Task to complete >> Restate the listing below with no word altered.

Material for this exercise >>

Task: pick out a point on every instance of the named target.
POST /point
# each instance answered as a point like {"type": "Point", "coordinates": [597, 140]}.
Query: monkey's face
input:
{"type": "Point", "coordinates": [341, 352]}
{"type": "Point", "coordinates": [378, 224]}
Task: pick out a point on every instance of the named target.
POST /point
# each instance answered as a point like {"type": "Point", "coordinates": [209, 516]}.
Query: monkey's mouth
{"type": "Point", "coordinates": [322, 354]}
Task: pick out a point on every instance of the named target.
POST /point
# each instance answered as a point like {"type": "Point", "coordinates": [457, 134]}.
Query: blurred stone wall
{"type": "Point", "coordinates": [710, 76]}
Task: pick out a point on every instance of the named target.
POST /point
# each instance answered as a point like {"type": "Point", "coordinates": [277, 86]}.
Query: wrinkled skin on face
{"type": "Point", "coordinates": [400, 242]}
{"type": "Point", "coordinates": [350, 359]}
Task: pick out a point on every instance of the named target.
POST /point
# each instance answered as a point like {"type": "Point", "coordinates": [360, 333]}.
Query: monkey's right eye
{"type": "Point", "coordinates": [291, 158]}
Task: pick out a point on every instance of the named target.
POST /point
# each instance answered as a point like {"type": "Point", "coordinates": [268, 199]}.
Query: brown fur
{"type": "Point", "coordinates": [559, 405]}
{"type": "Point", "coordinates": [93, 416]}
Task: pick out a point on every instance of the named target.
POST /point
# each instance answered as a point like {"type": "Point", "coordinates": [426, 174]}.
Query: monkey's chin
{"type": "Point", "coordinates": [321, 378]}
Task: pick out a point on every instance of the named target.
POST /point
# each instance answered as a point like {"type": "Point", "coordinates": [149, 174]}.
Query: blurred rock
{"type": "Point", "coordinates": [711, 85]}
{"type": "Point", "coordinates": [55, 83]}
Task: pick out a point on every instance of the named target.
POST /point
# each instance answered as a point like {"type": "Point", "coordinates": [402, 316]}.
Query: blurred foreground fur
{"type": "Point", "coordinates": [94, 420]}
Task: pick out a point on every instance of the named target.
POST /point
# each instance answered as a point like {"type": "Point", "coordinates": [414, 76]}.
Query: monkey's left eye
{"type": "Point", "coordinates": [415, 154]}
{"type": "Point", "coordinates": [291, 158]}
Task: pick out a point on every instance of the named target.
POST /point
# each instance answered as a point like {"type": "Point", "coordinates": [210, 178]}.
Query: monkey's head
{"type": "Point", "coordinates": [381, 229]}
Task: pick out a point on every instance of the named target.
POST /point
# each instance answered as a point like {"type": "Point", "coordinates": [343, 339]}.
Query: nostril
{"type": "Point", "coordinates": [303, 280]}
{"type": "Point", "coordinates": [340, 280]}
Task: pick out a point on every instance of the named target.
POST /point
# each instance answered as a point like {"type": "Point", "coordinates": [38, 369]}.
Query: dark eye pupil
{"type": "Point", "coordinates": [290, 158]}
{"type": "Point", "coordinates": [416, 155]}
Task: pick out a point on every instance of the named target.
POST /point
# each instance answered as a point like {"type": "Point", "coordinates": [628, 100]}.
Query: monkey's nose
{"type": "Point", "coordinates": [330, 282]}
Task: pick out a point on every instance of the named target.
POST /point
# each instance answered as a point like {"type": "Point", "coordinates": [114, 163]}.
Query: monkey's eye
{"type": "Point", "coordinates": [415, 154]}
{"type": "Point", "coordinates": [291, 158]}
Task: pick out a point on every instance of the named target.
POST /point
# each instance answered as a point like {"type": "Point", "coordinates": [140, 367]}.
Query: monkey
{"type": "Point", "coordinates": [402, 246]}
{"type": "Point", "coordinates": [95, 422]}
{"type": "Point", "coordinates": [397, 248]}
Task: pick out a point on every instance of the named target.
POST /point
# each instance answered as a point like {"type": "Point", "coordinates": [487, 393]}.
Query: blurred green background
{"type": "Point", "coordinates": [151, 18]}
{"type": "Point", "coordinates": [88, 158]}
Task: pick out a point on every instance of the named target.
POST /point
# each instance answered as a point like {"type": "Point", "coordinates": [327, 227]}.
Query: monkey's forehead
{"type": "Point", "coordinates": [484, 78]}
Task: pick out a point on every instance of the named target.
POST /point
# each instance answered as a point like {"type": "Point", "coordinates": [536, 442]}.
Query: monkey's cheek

Answer to the problem >>
Task: pick out a point on every instance of the named target.
POST /point
# each instance answered as a point like {"type": "Point", "coordinates": [597, 140]}.
Query: monkey's face
input:
{"type": "Point", "coordinates": [341, 352]}
{"type": "Point", "coordinates": [378, 224]}
Task: pick out a point on every instance of the named target.
POST /point
# each instance answered as a point like {"type": "Point", "coordinates": [209, 516]}.
Query: monkey's mouth
{"type": "Point", "coordinates": [322, 354]}
Task: pick out a point on every instance of the named target.
POST /point
# each instance answered as a point like {"type": "Point", "coordinates": [457, 134]}.
Query: blurred stone wall
{"type": "Point", "coordinates": [710, 76]}
Task: pick out a point on every instance of the named target.
POST /point
# each instance answered as a point like {"type": "Point", "coordinates": [277, 86]}.
Query: wrinkled skin on face
{"type": "Point", "coordinates": [400, 242]}
{"type": "Point", "coordinates": [350, 359]}
Task: pick out a point on every instance of the named target.
POST /point
# each instance answered as a point like {"type": "Point", "coordinates": [360, 333]}.
Query: monkey's right eye
{"type": "Point", "coordinates": [291, 158]}
Task: pick out a point on every instance of the named target.
POST /point
# each instance answered as a point like {"type": "Point", "coordinates": [268, 199]}.
Query: brown fur
{"type": "Point", "coordinates": [559, 405]}
{"type": "Point", "coordinates": [93, 416]}
Task: pick out a point on every instance of the named target.
POST /point
# each instance answered as a point like {"type": "Point", "coordinates": [426, 174]}.
Query: monkey's chin
{"type": "Point", "coordinates": [321, 378]}
Task: pick out a point on every instance of the named target.
POST /point
# each instance answered as a point like {"type": "Point", "coordinates": [149, 174]}.
Query: blurred rock
{"type": "Point", "coordinates": [711, 85]}
{"type": "Point", "coordinates": [55, 83]}
Task: pick out a point on every instance of the named target.
POST /point
# each instance answered as a point like {"type": "Point", "coordinates": [402, 316]}.
Query: blurred foreground fur
{"type": "Point", "coordinates": [94, 420]}
Task: pick out a point on every instance of the named target.
POST /point
# each instance answered as a point like {"type": "Point", "coordinates": [414, 76]}.
Query: monkey's left eye
{"type": "Point", "coordinates": [415, 154]}
{"type": "Point", "coordinates": [291, 158]}
Task: pick out a point on every instance of the named target.
POST /point
# each instance answered as a point like {"type": "Point", "coordinates": [210, 178]}.
Query: monkey's head
{"type": "Point", "coordinates": [381, 229]}
Task: pick out a point on every instance of the named target.
POST /point
# each instance answered as a point like {"type": "Point", "coordinates": [343, 339]}.
Query: nostril
{"type": "Point", "coordinates": [303, 280]}
{"type": "Point", "coordinates": [340, 280]}
Task: pick out a point on every instance of the named target.
POST /point
# each instance answered as a point like {"type": "Point", "coordinates": [38, 369]}.
Query: dark eye pupil
{"type": "Point", "coordinates": [290, 158]}
{"type": "Point", "coordinates": [416, 155]}
Task: pick out a point on every instance of the named target.
POST /point
# each instance answered as a point like {"type": "Point", "coordinates": [628, 100]}.
Query: monkey's nose
{"type": "Point", "coordinates": [330, 282]}
Task: pick out a point on every instance of the named target.
POST /point
# each instance answered as a point like {"type": "Point", "coordinates": [114, 163]}.
Query: monkey's eye
{"type": "Point", "coordinates": [415, 154]}
{"type": "Point", "coordinates": [291, 158]}
Task: pick out a point on every instance of the named target.
POST /point
# each instance answered as a point like {"type": "Point", "coordinates": [140, 367]}.
Query: monkey
{"type": "Point", "coordinates": [402, 246]}
{"type": "Point", "coordinates": [95, 422]}
{"type": "Point", "coordinates": [397, 248]}
Task: pick out a point on every instance of the named target.
POST /point
# each instance answered as a point like {"type": "Point", "coordinates": [487, 393]}.
Query: blurred green background
{"type": "Point", "coordinates": [151, 18]}
{"type": "Point", "coordinates": [88, 158]}
Task: pick out a point on every instance of the named target.
POST /point
# each instance answered as a point like {"type": "Point", "coordinates": [327, 227]}.
Query: monkey's forehead
{"type": "Point", "coordinates": [484, 78]}
Task: pick out a point on every instance of the named target.
POST /point
# each instance answered as a point like {"type": "Point", "coordinates": [536, 442]}.
Query: monkey's cheek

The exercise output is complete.